I want to add to something I said in yesterday's post on evenness. I was talking about clarity and wrote, "I soon realized that clarity had to do with the synchronization of air, lip vibration and tongue, coming together for an immediate impact of sound, not the hardness of the attack or the note length."
It is about definition of sound. The immediate impact of of sound needs to have its synchrony focused on a specific pitch center. When this happens, clarity is the result no matter how short or long, soft or hard the actual length or attack is.
Of course there is the consideration on the subject of release at the end of the note and what impact that has on evenness. Plus another interesting consideration is how a person thinks when they articulate a note. Many brass players sound like they play with lots of 'down bows'. This can get very labored and horizontal sounding to the listener. It also does not do much to the phrasing in general. 'Up bows' in our articulation add to the movement of the line just as it does to string players. In fact, a teacher of mine told me once that all fine wind players 'bow' and all fine string players 'breathe'.

· · · ·

**ACTIONS TO TAKE:**
1 - Rewrite the part of the post that opens with the words containing "It is about" and closes with "string players 'breathe'.", putting "violinists" in place of "string players".
2 - Decide whether each statement agrees with the post, answering yes or no and quoting the words that settle it: (a) clarity depends on how hard the attack is; (b) many brass players sound like they play with lots of 'down bows'; (c) a teacher claimed that all fine string players 'breathe'.

**INFORMATION SUPPLIED:**
· · · ·

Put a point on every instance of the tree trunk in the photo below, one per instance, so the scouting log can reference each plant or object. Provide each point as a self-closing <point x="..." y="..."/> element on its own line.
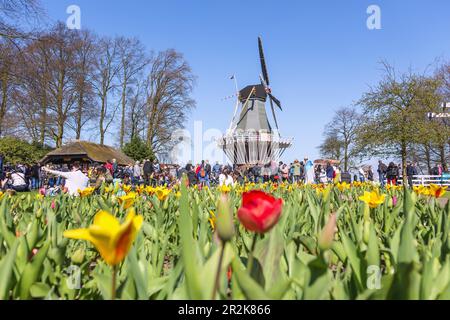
<point x="102" y="120"/>
<point x="428" y="158"/>
<point x="43" y="123"/>
<point x="79" y="115"/>
<point x="404" y="155"/>
<point x="346" y="158"/>
<point x="443" y="157"/>
<point x="60" y="116"/>
<point x="4" y="99"/>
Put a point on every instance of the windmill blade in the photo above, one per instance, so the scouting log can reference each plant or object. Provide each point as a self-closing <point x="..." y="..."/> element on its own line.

· · · ·

**ANSWERS TO THE EXERCISE:**
1 -
It is about definition of sound. The immediate impact of of sound needs to have its synchrony focused on a specific pitch center. When this happens, clarity is the result no matter how short or long, soft or hard the actual length or attack is.
Of course there is the consideration on the subject of release at the end of the note and what impact that has on evenness. Plus another interesting consideration is how a person thinks when they articulate a note. Many brass players sound like they play with lots of 'down bows'. This can get very labored and horizontal sounding to the listener. It also does not do much to the phrasing in general. 'Up bows' in our articulation add to the movement of the line just as it does to violinists. In fact, a teacher of mine told me once that all fine wind players 'bow' and all fine violinists 'breathe'.

2 -
(a) No: "not the hardness of the attack or the note length."
(b) Yes: "Many brass players sound like they play with lots of 'down bows'."
(c) Yes: "a teacher of mine told me once that all fine wind players 'bow' and all fine string players 'breathe'."